Your objective
What is needed is a verbatim copy of the data, minus the pictures.

☆ ☆ ☆ ☆

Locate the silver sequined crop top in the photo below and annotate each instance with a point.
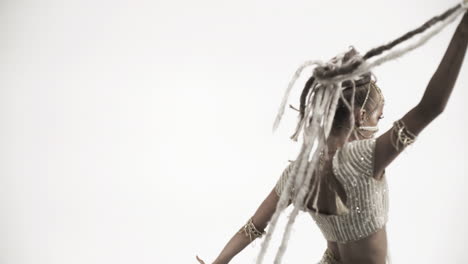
(367, 198)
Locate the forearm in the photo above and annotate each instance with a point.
(235, 245)
(442, 82)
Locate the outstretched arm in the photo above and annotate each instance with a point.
(433, 101)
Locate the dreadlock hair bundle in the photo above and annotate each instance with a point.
(319, 102)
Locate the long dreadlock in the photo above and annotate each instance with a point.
(318, 104)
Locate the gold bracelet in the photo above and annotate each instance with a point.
(401, 137)
(251, 231)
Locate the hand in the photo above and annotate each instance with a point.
(200, 260)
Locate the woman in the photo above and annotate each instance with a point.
(350, 201)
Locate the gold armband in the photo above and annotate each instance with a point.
(251, 231)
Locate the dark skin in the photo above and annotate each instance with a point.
(372, 249)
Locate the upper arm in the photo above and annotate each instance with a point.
(415, 121)
(266, 210)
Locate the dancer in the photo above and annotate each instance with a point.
(339, 175)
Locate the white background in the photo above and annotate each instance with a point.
(140, 131)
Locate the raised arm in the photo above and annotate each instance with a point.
(432, 103)
(259, 220)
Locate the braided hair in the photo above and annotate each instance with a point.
(328, 97)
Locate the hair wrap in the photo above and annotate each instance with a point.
(319, 101)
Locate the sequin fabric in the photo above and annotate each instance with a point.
(367, 197)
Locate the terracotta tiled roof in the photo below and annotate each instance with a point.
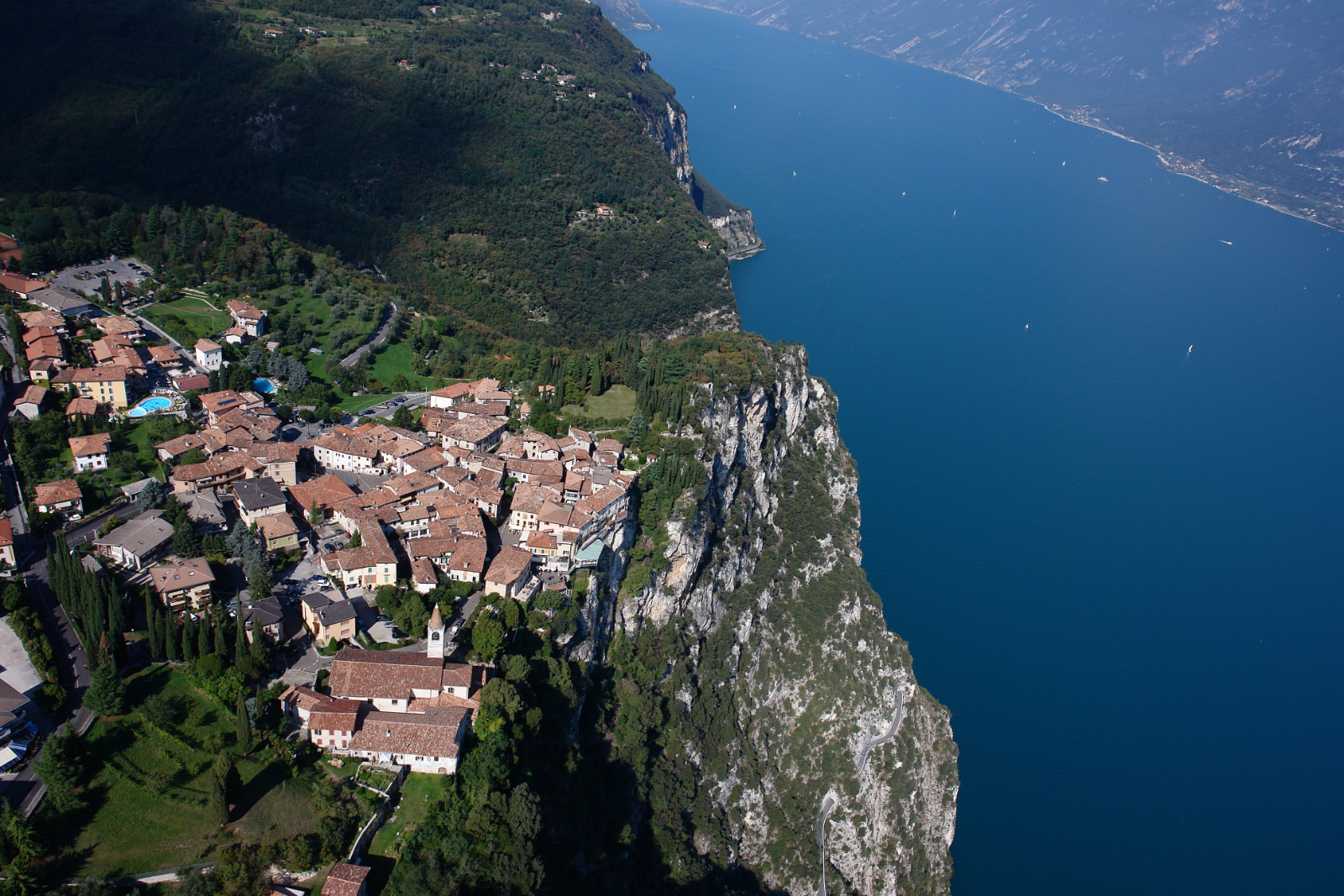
(510, 564)
(34, 333)
(239, 308)
(58, 492)
(454, 391)
(474, 429)
(430, 734)
(45, 347)
(181, 445)
(101, 375)
(365, 674)
(327, 490)
(44, 317)
(333, 715)
(423, 571)
(118, 325)
(91, 445)
(344, 880)
(85, 406)
(217, 465)
(277, 526)
(34, 396)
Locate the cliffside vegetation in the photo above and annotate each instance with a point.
(434, 147)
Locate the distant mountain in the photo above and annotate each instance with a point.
(627, 15)
(1247, 94)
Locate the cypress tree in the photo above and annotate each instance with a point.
(241, 634)
(172, 640)
(221, 638)
(218, 801)
(244, 723)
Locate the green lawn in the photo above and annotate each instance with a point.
(398, 359)
(418, 794)
(617, 403)
(199, 317)
(362, 402)
(148, 797)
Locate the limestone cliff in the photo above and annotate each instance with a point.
(738, 231)
(734, 223)
(790, 654)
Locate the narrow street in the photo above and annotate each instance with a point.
(24, 789)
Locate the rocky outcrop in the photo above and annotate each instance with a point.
(730, 222)
(792, 669)
(738, 231)
(628, 15)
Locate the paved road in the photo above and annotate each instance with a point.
(860, 762)
(380, 338)
(823, 815)
(870, 741)
(188, 354)
(71, 663)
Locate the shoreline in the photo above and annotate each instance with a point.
(1169, 161)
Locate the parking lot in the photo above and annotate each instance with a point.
(87, 278)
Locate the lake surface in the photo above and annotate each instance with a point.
(1117, 559)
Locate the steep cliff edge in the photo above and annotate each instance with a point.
(732, 222)
(784, 665)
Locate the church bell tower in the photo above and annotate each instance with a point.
(437, 634)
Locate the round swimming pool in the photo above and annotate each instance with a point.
(150, 406)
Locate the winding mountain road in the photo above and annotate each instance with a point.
(860, 762)
(380, 338)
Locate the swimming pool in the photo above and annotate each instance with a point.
(150, 406)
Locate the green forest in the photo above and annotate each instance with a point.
(437, 149)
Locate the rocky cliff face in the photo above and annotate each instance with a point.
(738, 230)
(792, 658)
(667, 128)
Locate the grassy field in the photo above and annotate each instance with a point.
(616, 403)
(398, 359)
(198, 317)
(418, 794)
(148, 799)
(362, 402)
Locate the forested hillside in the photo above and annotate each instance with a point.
(447, 149)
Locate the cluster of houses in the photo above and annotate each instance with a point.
(428, 492)
(394, 707)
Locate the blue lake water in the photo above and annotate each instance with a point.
(1116, 559)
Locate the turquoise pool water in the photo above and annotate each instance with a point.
(150, 406)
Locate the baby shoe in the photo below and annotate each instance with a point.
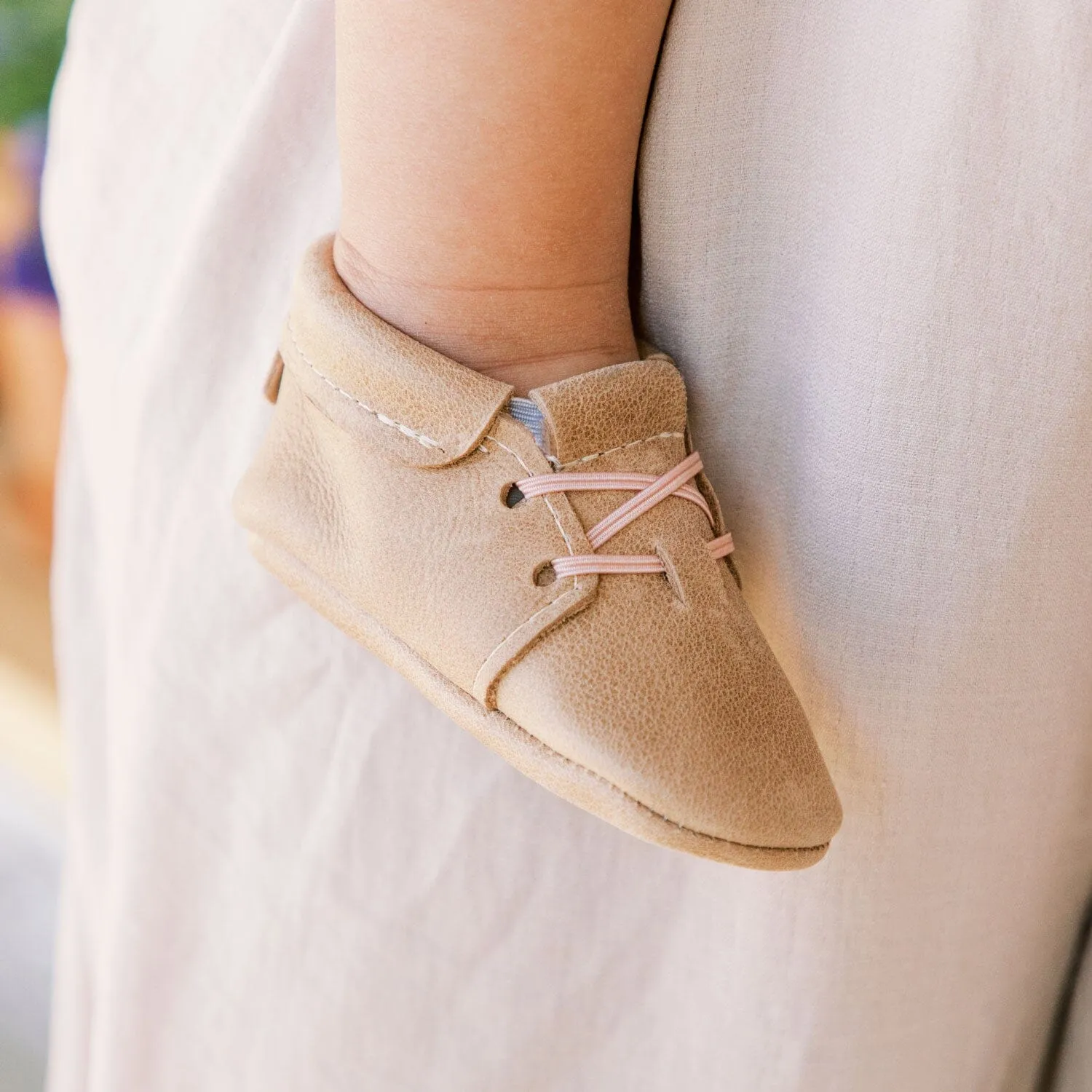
(571, 605)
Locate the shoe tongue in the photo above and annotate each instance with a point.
(609, 408)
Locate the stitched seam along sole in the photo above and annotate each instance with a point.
(304, 580)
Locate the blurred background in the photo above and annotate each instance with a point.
(32, 377)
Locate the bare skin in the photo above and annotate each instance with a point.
(488, 150)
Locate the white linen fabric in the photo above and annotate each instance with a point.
(867, 240)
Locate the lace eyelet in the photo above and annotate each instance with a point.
(544, 574)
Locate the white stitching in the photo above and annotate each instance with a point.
(382, 419)
(633, 443)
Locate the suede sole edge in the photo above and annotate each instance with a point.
(548, 768)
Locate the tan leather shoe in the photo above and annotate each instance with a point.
(574, 612)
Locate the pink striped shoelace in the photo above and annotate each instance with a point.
(650, 491)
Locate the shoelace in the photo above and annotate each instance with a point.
(650, 491)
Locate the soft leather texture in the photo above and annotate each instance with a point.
(660, 685)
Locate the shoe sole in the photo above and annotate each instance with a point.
(552, 770)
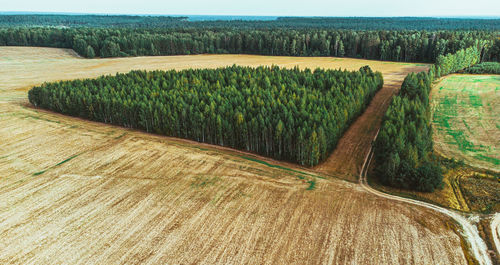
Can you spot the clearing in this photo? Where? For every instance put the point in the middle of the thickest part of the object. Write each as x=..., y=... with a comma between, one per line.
x=466, y=119
x=74, y=191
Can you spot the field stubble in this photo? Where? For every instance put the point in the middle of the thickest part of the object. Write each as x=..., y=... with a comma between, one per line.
x=74, y=191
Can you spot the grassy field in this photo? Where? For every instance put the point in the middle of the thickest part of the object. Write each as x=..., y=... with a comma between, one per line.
x=466, y=119
x=74, y=191
x=466, y=122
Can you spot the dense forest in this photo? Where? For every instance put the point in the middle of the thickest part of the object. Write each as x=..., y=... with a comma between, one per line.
x=404, y=148
x=407, y=46
x=290, y=115
x=484, y=68
x=354, y=23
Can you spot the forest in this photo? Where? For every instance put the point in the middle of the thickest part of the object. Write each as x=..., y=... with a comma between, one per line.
x=294, y=115
x=404, y=148
x=353, y=23
x=404, y=46
x=484, y=68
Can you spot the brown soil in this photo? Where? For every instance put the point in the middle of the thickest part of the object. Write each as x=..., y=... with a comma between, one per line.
x=74, y=191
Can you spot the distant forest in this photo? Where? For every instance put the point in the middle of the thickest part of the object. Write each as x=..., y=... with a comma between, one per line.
x=388, y=39
x=355, y=23
x=405, y=46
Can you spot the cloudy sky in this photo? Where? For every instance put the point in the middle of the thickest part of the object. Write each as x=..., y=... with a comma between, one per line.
x=264, y=7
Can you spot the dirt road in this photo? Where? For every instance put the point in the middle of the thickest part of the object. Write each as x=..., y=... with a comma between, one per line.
x=346, y=160
x=469, y=230
x=79, y=192
x=495, y=231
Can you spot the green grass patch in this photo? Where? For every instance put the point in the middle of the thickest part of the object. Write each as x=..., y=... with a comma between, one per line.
x=488, y=159
x=312, y=184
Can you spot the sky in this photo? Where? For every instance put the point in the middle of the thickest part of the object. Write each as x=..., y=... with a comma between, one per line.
x=377, y=8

☆ ☆ ☆ ☆

Answer section
Locate the silver sequined crop top in the photo below and annotate each instance with a point.
(367, 198)
Locate the forearm in the photo above and annotate each instance with a point.
(235, 245)
(442, 82)
Locate the outstretched arm in the photo above and annotate each instance with a point.
(433, 101)
Locate the dreadlock hair bundle in the photo above and annotate each instance with a point.
(319, 102)
Locate the long dreadlock in the photo above and annotate each instance with a point.
(318, 104)
Locate the gold bracelet in the photo above and annotate each instance with a point.
(401, 137)
(251, 231)
Locate the hand in the photo above and annotate each instance with a point.
(200, 260)
Locate the woman in the photo above and annotate each instance with a point.
(350, 201)
Locate the gold armband in the photo above and annotate each instance with a point.
(251, 231)
Locate the dark skin in the photo above and annotate each instance with a point.
(372, 249)
Locate the upper arm in the photo above and annotate each instance with a point.
(415, 121)
(266, 210)
Locate the dancer in the photo above and annotate each instance with a point.
(339, 175)
Locate the white background in the photo above and annotate each instance with a point.
(140, 131)
Locate the raised arm in the photo above and annotate each instance with a point.
(432, 103)
(259, 220)
Locate the braided hair in the photo above and annotate each instance with a point.
(328, 97)
Locate the hair wrap in the photo above and annotate each instance with a point.
(319, 101)
Locate the sequin fabric in the photo above and annotate each instance with a point.
(367, 197)
Locate the terracotta tiled roof in the photo below and annotate each instance with a point.
(510, 564)
(34, 333)
(239, 308)
(58, 492)
(454, 391)
(474, 429)
(430, 734)
(45, 347)
(181, 445)
(101, 375)
(365, 674)
(327, 490)
(44, 317)
(333, 715)
(423, 571)
(118, 325)
(91, 445)
(344, 880)
(85, 406)
(217, 465)
(277, 526)
(34, 396)
Locate the cliffside vegetation in the photo above and annotate each instance with a point.
(434, 147)
Locate the distant mountain in the photo above and annotate each instance with a point.
(627, 15)
(1247, 94)
Locate the cypress tree in the photo above and annotate each instance with a point.
(241, 634)
(172, 640)
(221, 638)
(218, 801)
(244, 723)
Locate the green lawn in the photo above and annotate each instance with a point.
(398, 359)
(418, 794)
(617, 403)
(199, 317)
(362, 402)
(148, 797)
Locate the limestone cliff in the photo above and annotate each instance with a point.
(738, 231)
(734, 223)
(790, 654)
Locate the narrow street in the photo above and annotate each instance with a point.
(24, 789)
Locate the rocky outcrop in the photo above and annotate each instance with a point.
(730, 222)
(792, 669)
(738, 231)
(628, 15)
Locate the paved road in the photo above and annotate each instance with a point.
(860, 762)
(380, 338)
(823, 815)
(870, 741)
(188, 354)
(71, 663)
Locate the shoreline in the photo above and annotate each instance with a point.
(1169, 161)
Locate the parking lot in the photo above and annotate each instance with a point.
(87, 278)
Locate the lake surface in the photo above and annotate each instance with a point.
(1117, 559)
Locate the steep cliff edge in the photo above and annotate each instance with a point.
(732, 222)
(784, 665)
Locate the church bell tower in the photo above and annotate each instance with a point.
(437, 634)
Locate the round swimming pool in the photo above and annotate each instance with a point.
(150, 406)
Locate the winding mountain road in the photo above and annotate each instance with a point.
(860, 762)
(380, 338)
Locate the swimming pool in the photo above and annotate each instance with a point.
(150, 406)
Locate the green forest in the photo above and annotate each instance with a point.
(437, 149)
Locate the rocky cliff face in the photo above and annotate each instance with a point.
(738, 230)
(792, 658)
(667, 128)
Locate the grassy field in the photo above and annotate each instance with a point.
(616, 403)
(398, 359)
(198, 317)
(418, 794)
(148, 799)
(362, 402)
Locate the forested hillside in the photo above and annotate each instance with a point.
(447, 149)
Locate the cluster of houses in the photo above and annotate each instance with a point.
(428, 492)
(394, 707)
Locate the blue lake water in the photo above and annotate each instance with a point.
(1116, 559)
Locate the turquoise pool water in the photo above and annotate each instance with a point.
(150, 406)
Locate the baby shoe in the photo below and annotate each instance with a point.
(571, 605)
Locate the shoe tongue in the photo above and annotate each instance with a point.
(609, 408)
Locate the stitched seam along sole in the photo above and annotate each instance with a point.
(304, 580)
Locate the blurred background in the photo above and annotate each instance with a point.
(32, 377)
Locate the bare skin in the photo above and annotate each instance with a point.
(488, 150)
Locate the white linen fabric in the photo above and annotate each instance with a point.
(867, 240)
Locate the lace eyelet in the photo above and annotate each instance with a point.
(544, 574)
Locate the white stitching in the photo above and annotate each instance with a point.
(382, 419)
(633, 443)
Locate the suede sole edge in the photo above and annotate each instance with a point.
(548, 768)
Locate the tan leather shoe in the photo above and annotate each instance with a point.
(574, 612)
Locate the pink striped shoelace in the photo above and annotate each instance with a point.
(650, 491)
Locate the shoelace in the photo above and annotate each instance with a point.
(650, 491)
Locate the soft leather texture in the photo above and annotate each instance with a point.
(660, 685)
Locate the shoe sole in the photo above and annotate each instance with a point.
(552, 770)
Can you spot the clearing in this photo? Where? For every instance put the point in the middle of the thickest part of the object. Write each as x=..., y=... with a comma between, one per line.
x=466, y=119
x=74, y=191
Can you spot the field stubble in this photo? Where? For every instance put the point in the middle of the thickest part of the object. Write each as x=..., y=... with a comma between, one per line.
x=74, y=191
Can you spot the grassy field in this photo? Where? For every instance put the point in the middle of the thickest part of the object. Write each as x=..., y=... with a comma between, one per line.
x=466, y=119
x=74, y=191
x=466, y=122
Can you spot the dense forest in this photo? Where? For every instance put the point in the middle of the thickest part of the object. Write each as x=..., y=... with a comma between, one per line.
x=404, y=148
x=407, y=46
x=290, y=115
x=484, y=68
x=354, y=23
Can you spot the forest in this photo? Where? For every instance put the point in the middle of the thickest part of the object. Write each as x=..., y=... with a comma between, one per line.
x=294, y=115
x=404, y=148
x=353, y=23
x=404, y=46
x=484, y=68
Can you spot the brown soil in this photo? Where? For every instance put the point in the middle of the thickest part of the object. Write each as x=..., y=... with a comma between, one per line.
x=74, y=191
Can you spot the distant forest in this photo? Where? For every instance put the point in the middle of the thickest part of the object. Write each as x=..., y=... with a comma between, one per line.
x=388, y=39
x=355, y=23
x=405, y=46
Can you spot the cloudy sky in this photo? Where? For every instance put the point in the middle of the thickest part of the object. Write each as x=..., y=... with a comma between, one per line.
x=264, y=7
Can you spot the dirt road in this photo? Where? For every instance put the point in the middle of the thickest part of the object. Write each as x=..., y=... with a comma between, one per line.
x=346, y=160
x=469, y=230
x=79, y=192
x=495, y=231
Can you spot the green grass patch in this photo? Where? For every instance put the point in the middle of the thickest part of the object. Write each as x=..., y=... with a comma between, one per line.
x=488, y=159
x=312, y=184
Can you spot the sky in this photo? Where? For every instance put the point in the middle of the thickest part of the object. Write each as x=..., y=... with a comma between, one per line.
x=377, y=8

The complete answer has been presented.